No images, please. Copy each entry below exactly as it reads.
Start of Stored data
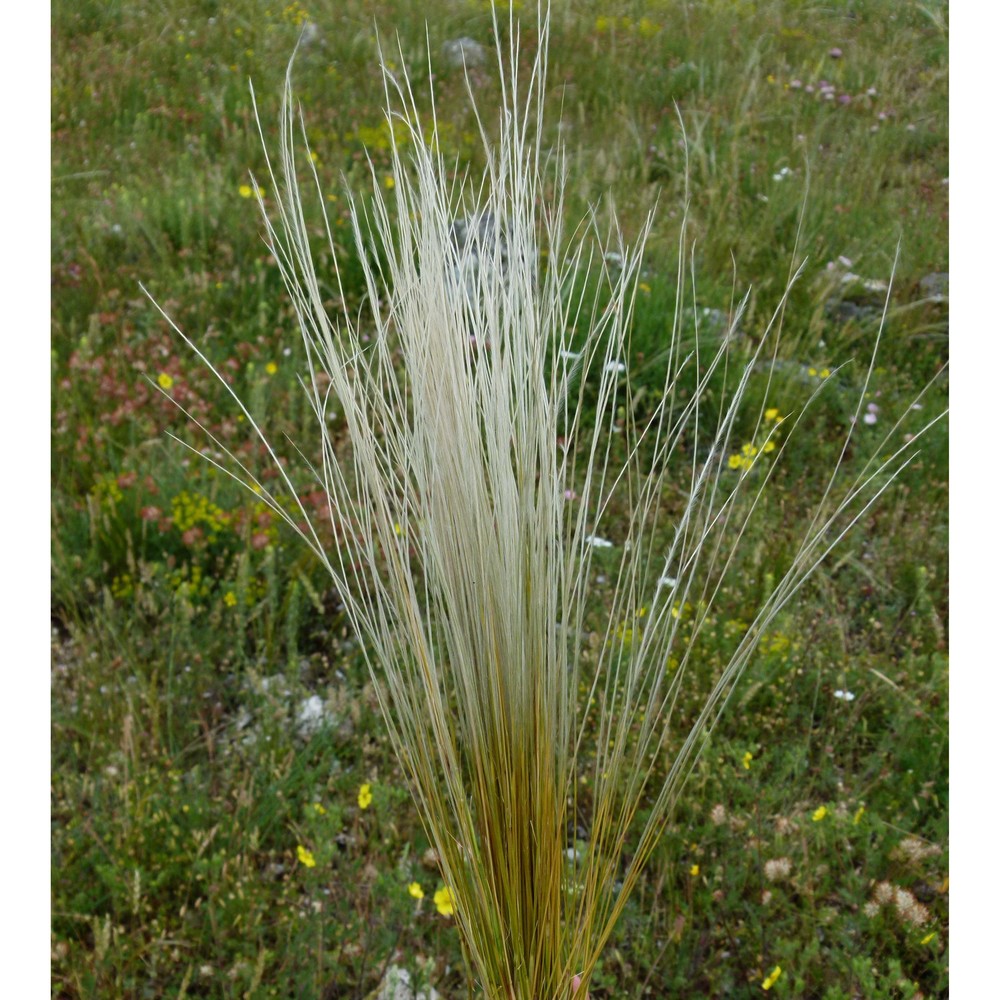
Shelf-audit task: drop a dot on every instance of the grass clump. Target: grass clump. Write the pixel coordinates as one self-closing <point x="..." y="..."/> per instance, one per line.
<point x="470" y="511"/>
<point x="209" y="688"/>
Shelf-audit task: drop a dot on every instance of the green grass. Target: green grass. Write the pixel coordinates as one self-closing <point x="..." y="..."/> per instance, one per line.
<point x="190" y="629"/>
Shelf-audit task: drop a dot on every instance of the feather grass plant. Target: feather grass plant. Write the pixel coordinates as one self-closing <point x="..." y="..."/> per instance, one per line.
<point x="470" y="493"/>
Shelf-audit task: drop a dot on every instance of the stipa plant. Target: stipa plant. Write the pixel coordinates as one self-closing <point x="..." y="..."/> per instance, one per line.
<point x="470" y="497"/>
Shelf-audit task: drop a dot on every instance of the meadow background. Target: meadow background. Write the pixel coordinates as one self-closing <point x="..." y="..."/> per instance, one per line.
<point x="228" y="820"/>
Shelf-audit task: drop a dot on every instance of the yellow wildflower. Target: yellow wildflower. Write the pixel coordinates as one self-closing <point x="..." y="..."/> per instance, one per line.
<point x="771" y="979"/>
<point x="445" y="902"/>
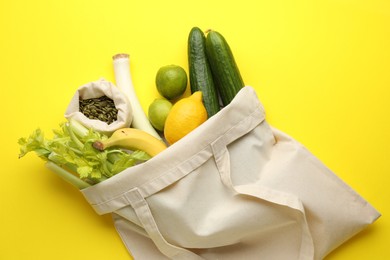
End of Stored data
### Written response:
Shelf-audit task: drop a dot on every instance of the grass clump. Target: grass clump. Write the pixel coordinates as one self-closing <point x="..." y="..."/> per instance, one per line.
<point x="470" y="511"/>
<point x="209" y="688"/>
Shelf-audit task: drop a dot on every instance of the green grass. Target: green grass. Write the pixel coordinates as one self-closing <point x="..." y="..."/> per instance, one per line.
<point x="190" y="629"/>
Shelf-audit task: drop a dot on every instance of the feather grass plant. Target: feather grass plant. Write the pixel coordinates as one self-closing <point x="..." y="..."/> per instance, one per line.
<point x="470" y="493"/>
Shelf-audit task: drop a dot on every instance of the stipa plant. Target: stipa plant. Write the pixel coordinates as one self-closing <point x="..." y="..."/> per instance, one per line.
<point x="470" y="497"/>
Shelf-audit task: drop a dot on every instance of the meadow background. Target: meadow background. Write the pixel coordinates as one self-closing <point x="..." y="..."/> per instance, one per line.
<point x="228" y="820"/>
Shelf-audit task: drop a dot on every instance of the yellow wildflower. Target: yellow wildflower. Write the pixel coordinates as one self-closing <point x="..." y="..."/> per instance, one per line.
<point x="771" y="979"/>
<point x="445" y="902"/>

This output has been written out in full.